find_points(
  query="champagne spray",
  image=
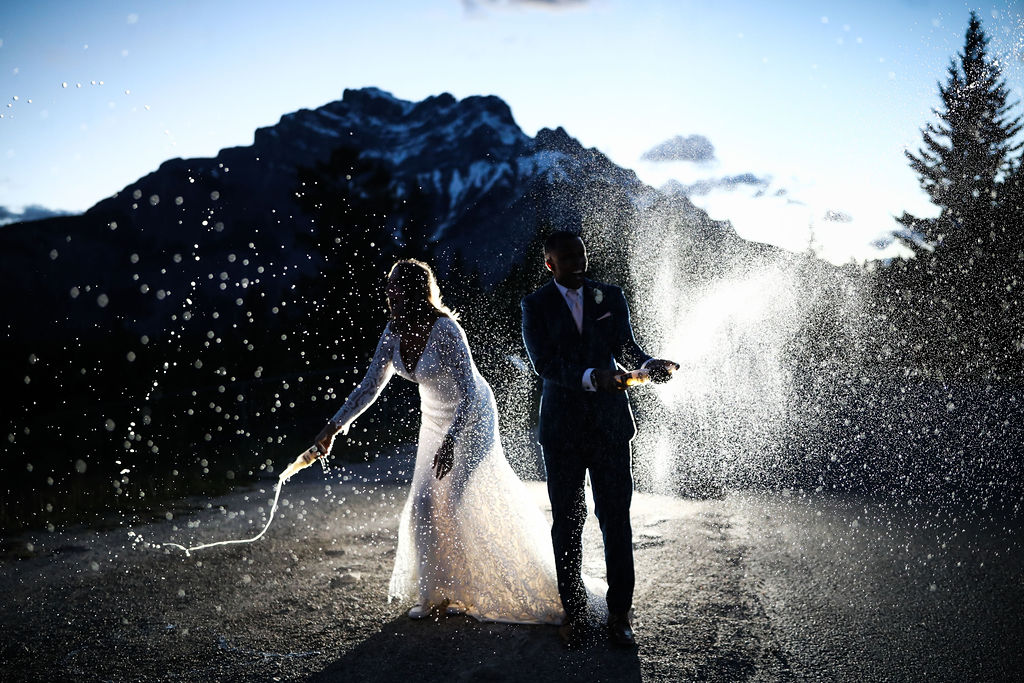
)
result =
(305, 459)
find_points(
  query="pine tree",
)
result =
(955, 287)
(968, 152)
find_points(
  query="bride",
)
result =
(469, 538)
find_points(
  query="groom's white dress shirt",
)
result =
(576, 307)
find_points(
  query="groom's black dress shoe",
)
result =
(573, 633)
(621, 631)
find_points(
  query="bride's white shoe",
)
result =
(455, 608)
(419, 611)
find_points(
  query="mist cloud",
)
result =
(31, 212)
(692, 148)
(708, 185)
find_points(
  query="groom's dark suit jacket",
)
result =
(560, 355)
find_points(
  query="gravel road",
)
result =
(757, 586)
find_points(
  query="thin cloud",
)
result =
(838, 217)
(31, 212)
(693, 148)
(726, 183)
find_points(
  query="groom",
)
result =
(576, 330)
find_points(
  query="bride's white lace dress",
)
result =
(473, 538)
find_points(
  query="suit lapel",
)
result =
(560, 310)
(588, 313)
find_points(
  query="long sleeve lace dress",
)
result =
(473, 538)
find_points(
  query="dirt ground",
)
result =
(751, 587)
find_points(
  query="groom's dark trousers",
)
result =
(582, 430)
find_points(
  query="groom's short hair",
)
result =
(557, 239)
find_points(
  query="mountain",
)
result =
(179, 312)
(481, 187)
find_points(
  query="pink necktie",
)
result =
(573, 299)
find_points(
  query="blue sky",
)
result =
(814, 99)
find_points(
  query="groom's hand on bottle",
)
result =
(444, 458)
(608, 380)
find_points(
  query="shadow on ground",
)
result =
(408, 650)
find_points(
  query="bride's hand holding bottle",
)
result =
(325, 439)
(444, 458)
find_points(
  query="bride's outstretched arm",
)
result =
(363, 396)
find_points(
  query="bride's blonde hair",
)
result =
(422, 275)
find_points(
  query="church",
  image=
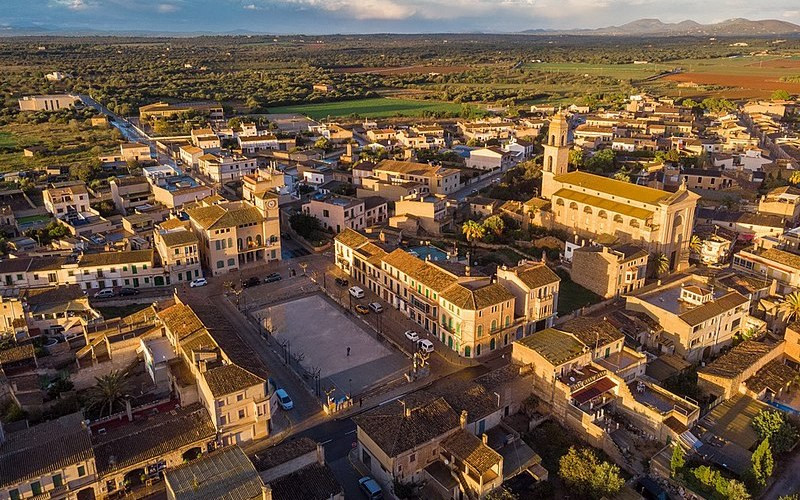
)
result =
(601, 208)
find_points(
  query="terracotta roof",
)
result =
(313, 482)
(44, 448)
(283, 452)
(738, 359)
(140, 441)
(714, 308)
(178, 237)
(231, 378)
(471, 450)
(223, 474)
(536, 275)
(625, 190)
(604, 204)
(592, 330)
(555, 346)
(406, 423)
(116, 258)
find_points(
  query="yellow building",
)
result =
(592, 205)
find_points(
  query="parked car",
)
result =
(370, 488)
(105, 293)
(198, 282)
(284, 400)
(425, 345)
(251, 281)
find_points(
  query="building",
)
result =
(490, 158)
(609, 271)
(64, 197)
(221, 168)
(438, 180)
(233, 234)
(50, 460)
(697, 319)
(592, 205)
(222, 473)
(52, 102)
(212, 110)
(336, 212)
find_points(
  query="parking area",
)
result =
(318, 334)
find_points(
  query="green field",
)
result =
(379, 107)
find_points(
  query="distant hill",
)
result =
(655, 27)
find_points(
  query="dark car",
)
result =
(273, 278)
(252, 281)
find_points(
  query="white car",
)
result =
(425, 345)
(198, 282)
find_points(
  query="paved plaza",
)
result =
(319, 332)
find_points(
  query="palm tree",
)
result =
(472, 231)
(660, 264)
(109, 390)
(494, 224)
(695, 244)
(790, 306)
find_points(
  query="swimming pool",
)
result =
(425, 251)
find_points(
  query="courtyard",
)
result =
(317, 333)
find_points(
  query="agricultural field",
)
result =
(379, 107)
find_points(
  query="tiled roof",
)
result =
(141, 441)
(555, 346)
(44, 448)
(604, 204)
(231, 378)
(116, 258)
(223, 474)
(406, 423)
(592, 330)
(738, 359)
(313, 482)
(175, 238)
(471, 450)
(283, 452)
(625, 190)
(536, 275)
(713, 308)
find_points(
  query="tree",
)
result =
(790, 306)
(762, 463)
(494, 224)
(773, 425)
(678, 459)
(660, 264)
(587, 476)
(472, 231)
(108, 391)
(781, 95)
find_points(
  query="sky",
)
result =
(373, 16)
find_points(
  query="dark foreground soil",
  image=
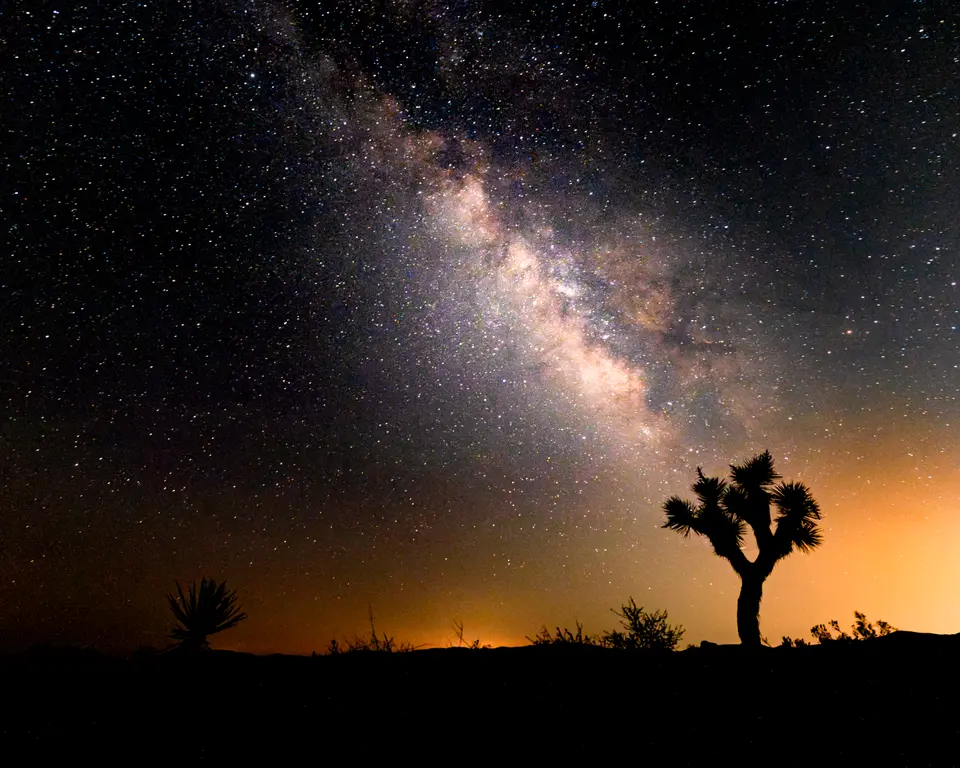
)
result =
(889, 701)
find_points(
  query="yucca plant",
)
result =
(723, 514)
(202, 613)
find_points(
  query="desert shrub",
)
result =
(860, 630)
(642, 630)
(639, 630)
(563, 637)
(379, 643)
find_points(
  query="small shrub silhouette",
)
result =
(373, 644)
(860, 630)
(563, 637)
(639, 630)
(642, 630)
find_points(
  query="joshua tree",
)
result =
(725, 511)
(203, 613)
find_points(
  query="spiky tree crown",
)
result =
(724, 511)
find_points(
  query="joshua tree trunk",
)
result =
(748, 609)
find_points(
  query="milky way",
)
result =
(430, 306)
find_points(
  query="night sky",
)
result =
(427, 307)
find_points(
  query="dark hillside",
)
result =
(890, 699)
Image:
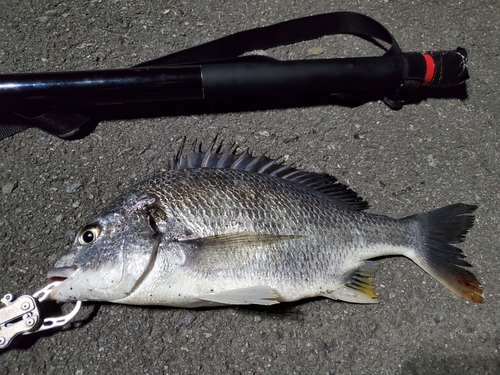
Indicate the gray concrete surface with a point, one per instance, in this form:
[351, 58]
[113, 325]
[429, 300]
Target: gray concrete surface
[425, 156]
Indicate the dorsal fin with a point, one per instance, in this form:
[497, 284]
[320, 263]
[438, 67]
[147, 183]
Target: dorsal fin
[245, 161]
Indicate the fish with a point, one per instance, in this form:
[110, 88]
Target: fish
[229, 228]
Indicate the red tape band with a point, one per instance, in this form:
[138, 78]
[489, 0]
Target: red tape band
[430, 69]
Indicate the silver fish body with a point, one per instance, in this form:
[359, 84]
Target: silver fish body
[222, 229]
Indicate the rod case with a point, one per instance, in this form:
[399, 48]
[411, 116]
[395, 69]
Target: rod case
[69, 104]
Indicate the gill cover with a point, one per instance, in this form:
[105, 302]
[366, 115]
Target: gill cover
[111, 255]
· · · · ·
_TASK REQUIREMENTS:_ Copy out the listing above line for line, from its first line through its last, and omit the pictures.

_EXERCISE RESPONSE:_
find_points(
  query="champagne spray",
  image=
)
result =
(305, 459)
find_points(
  query="pine tree",
)
result =
(955, 287)
(968, 152)
find_points(
  query="bride",
)
result =
(469, 538)
find_points(
  query="groom's white dress shirt",
)
result =
(576, 307)
find_points(
  query="groom's black dress shoe",
)
result =
(573, 633)
(621, 631)
find_points(
  query="bride's white shoe",
)
result =
(455, 608)
(419, 611)
find_points(
  query="mist cloud",
)
result =
(31, 212)
(692, 148)
(708, 185)
find_points(
  query="groom's dark suit jacket",
)
result =
(560, 355)
find_points(
  query="gravel road",
)
result =
(757, 586)
find_points(
  query="thin cloud",
)
result =
(838, 217)
(31, 212)
(693, 148)
(726, 183)
find_points(
  query="groom",
)
result =
(576, 330)
find_points(
  query="bride's white lace dress",
)
result =
(473, 538)
find_points(
  query="suit lapel",
)
result =
(560, 310)
(588, 313)
find_points(
  query="long sleeve lace dress",
)
result =
(473, 538)
find_points(
  query="dirt ground",
)
result =
(751, 587)
find_points(
  query="groom's dark trousers",
)
result =
(582, 430)
find_points(
  query="groom's short hair",
)
result =
(557, 239)
find_points(
  query="mountain",
)
result =
(179, 312)
(481, 187)
find_points(
  query="pink necktie",
)
result =
(573, 299)
find_points(
  query="blue sky",
)
result =
(814, 99)
find_points(
  query="groom's hand on bottle",
)
result =
(444, 458)
(608, 380)
find_points(
  query="shadow on ground",
)
result =
(408, 650)
find_points(
  query="bride's hand holding bottle",
)
result =
(325, 439)
(444, 458)
find_points(
  query="bride's outstretched arm",
)
result =
(363, 396)
find_points(
  query="bride's blonde hair",
)
result =
(422, 275)
find_points(
  query="church",
  image=
)
result =
(601, 208)
find_points(
  query="terracotta roof",
)
result =
(313, 482)
(44, 448)
(283, 452)
(738, 359)
(140, 441)
(714, 308)
(178, 237)
(231, 378)
(471, 450)
(223, 474)
(536, 275)
(625, 190)
(604, 204)
(592, 330)
(555, 346)
(406, 423)
(116, 258)
find_points(
  query="yellow building",
)
result =
(592, 205)
find_points(
  query="parked car",
)
result =
(370, 488)
(105, 293)
(198, 282)
(284, 400)
(425, 345)
(251, 281)
find_points(
  query="building",
)
result =
(490, 158)
(609, 271)
(64, 197)
(221, 168)
(438, 180)
(233, 234)
(50, 460)
(697, 319)
(592, 205)
(222, 473)
(52, 102)
(212, 110)
(336, 212)
find_points(
  query="parking area",
)
result =
(318, 334)
find_points(
  query="green field",
)
result =
(379, 107)
find_points(
  query="distant hill",
)
result =
(655, 27)
find_points(
  query="dark car",
)
result =
(273, 278)
(252, 281)
find_points(
  query="white car",
)
result =
(425, 345)
(198, 282)
find_points(
  query="paved plaza",
)
result =
(319, 332)
find_points(
  query="palm tree",
)
result =
(472, 231)
(660, 264)
(109, 390)
(494, 224)
(695, 244)
(790, 306)
find_points(
  query="swimming pool",
)
result =
(425, 251)
find_points(
  query="courtyard",
)
result =
(317, 333)
find_points(
  query="agricultural field",
)
result =
(379, 107)
find_points(
  query="tiled roof",
)
result =
(141, 441)
(555, 346)
(44, 448)
(604, 204)
(231, 378)
(116, 258)
(223, 474)
(406, 423)
(592, 330)
(738, 359)
(313, 482)
(175, 238)
(471, 450)
(283, 452)
(625, 190)
(536, 275)
(713, 308)
find_points(
  query="tree",
)
result =
(790, 306)
(762, 463)
(494, 224)
(773, 425)
(678, 459)
(660, 264)
(587, 476)
(472, 231)
(108, 391)
(781, 95)
find_points(
  query="sky",
)
result =
(373, 16)
find_points(
  query="dark foreground soil",
  image=
)
result =
(889, 701)
find_points(
  query="yucca plant",
)
result =
(723, 514)
(202, 613)
find_points(
  query="desert shrub",
)
result =
(860, 630)
(642, 630)
(639, 630)
(563, 637)
(379, 643)
find_points(
  query="small shrub silhouette",
)
result =
(373, 644)
(860, 630)
(563, 637)
(639, 630)
(642, 630)
find_points(
  query="joshua tree",
)
result =
(725, 511)
(203, 613)
find_points(
  query="spiky tree crown",
)
result =
(724, 511)
find_points(
  query="joshua tree trunk",
)
result =
(748, 609)
find_points(
  query="milky way",
)
result =
(430, 306)
find_points(
  query="night sky",
)
result =
(427, 307)
find_points(
  query="dark hillside",
)
result =
(890, 699)
Image:
Indicate the gray concrete surface with a point, one per instance, in this form:
[351, 58]
[113, 325]
[429, 300]
Target: gray concrete surface
[425, 156]
Indicate the dorsal fin with a point, one per instance, in this form:
[497, 284]
[320, 263]
[438, 67]
[147, 183]
Target: dorsal fin
[245, 161]
Indicate the fish with a point, one per instance, in this form:
[110, 88]
Target: fish
[229, 228]
Indicate the red tape band with a point, one per instance, in this form:
[138, 78]
[489, 0]
Target: red tape band
[430, 69]
Indicate the silver fish body with a point, one per instance, in this form:
[359, 84]
Target: silver fish body
[222, 229]
Indicate the rod case with a point, one per instance, in this form:
[399, 48]
[411, 116]
[395, 69]
Target: rod case
[69, 104]
Indicate the gill cover with a point, one per instance, in this form:
[105, 302]
[366, 115]
Target: gill cover
[111, 255]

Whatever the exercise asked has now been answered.